▶ What is asked: Please rescale everything from the row containing "Dataset class: metal tripod" down to the end of the rows, repeating each request line unchanged and multiplying every bounding box coordinate by 1.05, rounded to whole numbers with halves rounded up. Give only those lines and leave the pictures out of the answer.

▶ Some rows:
____
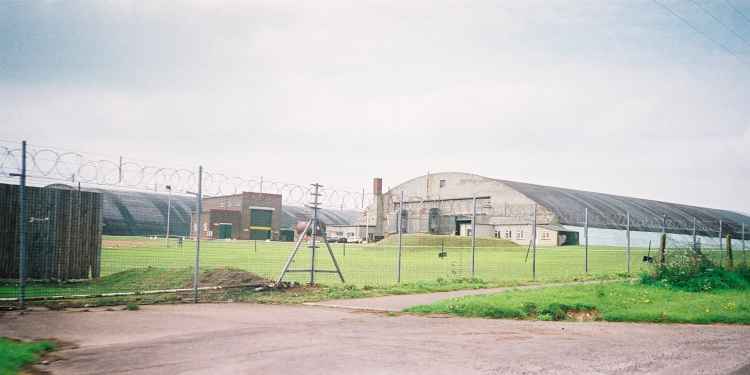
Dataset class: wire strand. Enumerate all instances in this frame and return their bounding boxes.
[651,0,750,65]
[688,0,750,45]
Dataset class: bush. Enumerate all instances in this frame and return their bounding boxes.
[641,253,750,292]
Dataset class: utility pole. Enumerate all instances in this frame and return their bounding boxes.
[625,212,631,275]
[583,207,589,273]
[193,166,203,303]
[531,203,536,280]
[117,156,122,184]
[11,141,28,308]
[693,216,698,252]
[396,191,404,283]
[310,182,321,285]
[164,185,172,247]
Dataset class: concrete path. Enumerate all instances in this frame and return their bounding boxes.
[0,303,750,375]
[305,280,622,312]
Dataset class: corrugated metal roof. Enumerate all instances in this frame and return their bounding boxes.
[497,180,750,238]
[281,206,362,229]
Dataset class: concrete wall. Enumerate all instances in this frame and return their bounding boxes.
[368,173,554,235]
[494,224,559,246]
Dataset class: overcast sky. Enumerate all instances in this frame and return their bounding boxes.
[0,0,750,212]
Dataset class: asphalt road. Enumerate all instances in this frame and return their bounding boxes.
[0,303,750,375]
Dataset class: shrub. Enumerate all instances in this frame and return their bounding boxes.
[641,253,750,292]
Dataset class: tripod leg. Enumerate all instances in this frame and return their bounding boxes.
[323,236,346,283]
[276,220,312,285]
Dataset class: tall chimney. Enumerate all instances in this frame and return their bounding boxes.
[372,177,383,196]
[372,177,385,238]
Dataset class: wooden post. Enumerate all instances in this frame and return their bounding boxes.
[726,234,734,270]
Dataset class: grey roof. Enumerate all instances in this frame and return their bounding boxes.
[497,180,750,238]
[281,206,362,229]
[48,184,195,235]
[48,184,361,235]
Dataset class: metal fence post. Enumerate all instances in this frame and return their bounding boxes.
[193,166,203,303]
[310,182,322,285]
[531,203,536,280]
[471,194,477,278]
[396,191,404,283]
[625,212,631,275]
[583,207,589,273]
[693,216,698,252]
[742,223,747,264]
[164,185,172,247]
[18,141,28,308]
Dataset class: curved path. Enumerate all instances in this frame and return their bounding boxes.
[0,303,750,375]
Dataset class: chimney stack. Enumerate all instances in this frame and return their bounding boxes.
[372,177,383,196]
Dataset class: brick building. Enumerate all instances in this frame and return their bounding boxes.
[190,192,281,240]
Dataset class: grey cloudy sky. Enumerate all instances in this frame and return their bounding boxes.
[0,0,750,212]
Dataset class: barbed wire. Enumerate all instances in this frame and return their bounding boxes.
[0,141,373,209]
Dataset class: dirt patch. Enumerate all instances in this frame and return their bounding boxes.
[566,309,602,322]
[102,239,154,249]
[185,267,273,288]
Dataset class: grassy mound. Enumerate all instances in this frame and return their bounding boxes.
[0,337,55,374]
[406,283,750,324]
[377,233,521,248]
[184,267,273,288]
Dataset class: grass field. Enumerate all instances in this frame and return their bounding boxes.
[407,282,750,324]
[0,235,748,298]
[0,337,55,375]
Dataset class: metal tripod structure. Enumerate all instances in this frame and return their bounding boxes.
[276,183,345,285]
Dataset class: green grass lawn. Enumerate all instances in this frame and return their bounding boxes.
[0,337,55,375]
[407,282,750,324]
[0,235,724,298]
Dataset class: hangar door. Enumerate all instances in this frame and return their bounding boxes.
[250,208,273,240]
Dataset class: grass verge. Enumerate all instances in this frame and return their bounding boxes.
[0,337,55,375]
[406,282,750,324]
[220,275,616,304]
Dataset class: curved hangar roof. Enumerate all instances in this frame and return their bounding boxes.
[49,184,360,235]
[390,173,750,238]
[497,180,750,237]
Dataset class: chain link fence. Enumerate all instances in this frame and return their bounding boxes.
[0,140,747,304]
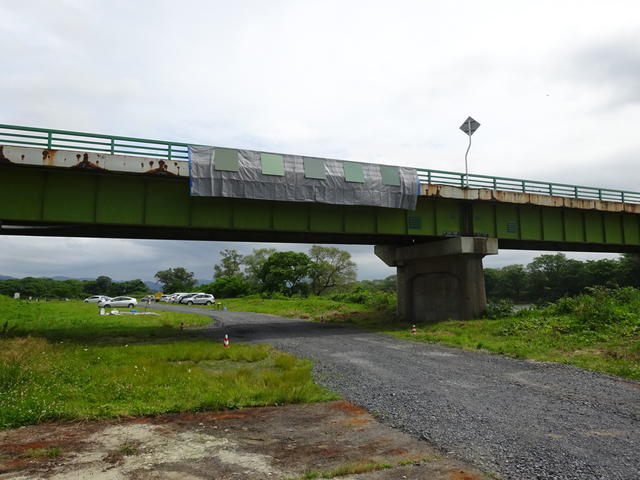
____
▶ Solved exercise:
Dataset class: metal tripod structure. Enumerate all instances in this frame and return their bounding boxes.
[290,192,362,299]
Dataset class: green grass lawn. Enumerate all instances in this frame and return their bounding boxes.
[0,354,58,394]
[427,296,788,340]
[0,247,760,313]
Dataset class: hangar door. Enumerate all instances in this frame and return their bounding boxes.
[263,218,287,252]
Dataset class: grass verge. Enumerate all instances in this frame and return their bounding boxes.
[0,354,58,394]
[426,296,788,340]
[231,289,647,319]
Dataset class: curved hangar roof. Enumerate all instances in this frame and return their bounding boxes.
[51,193,378,247]
[410,182,788,250]
[522,189,788,249]
Dataset class: chain link fence. Enumerate all instances in this frame and return their bounding boxes.
[0,147,784,319]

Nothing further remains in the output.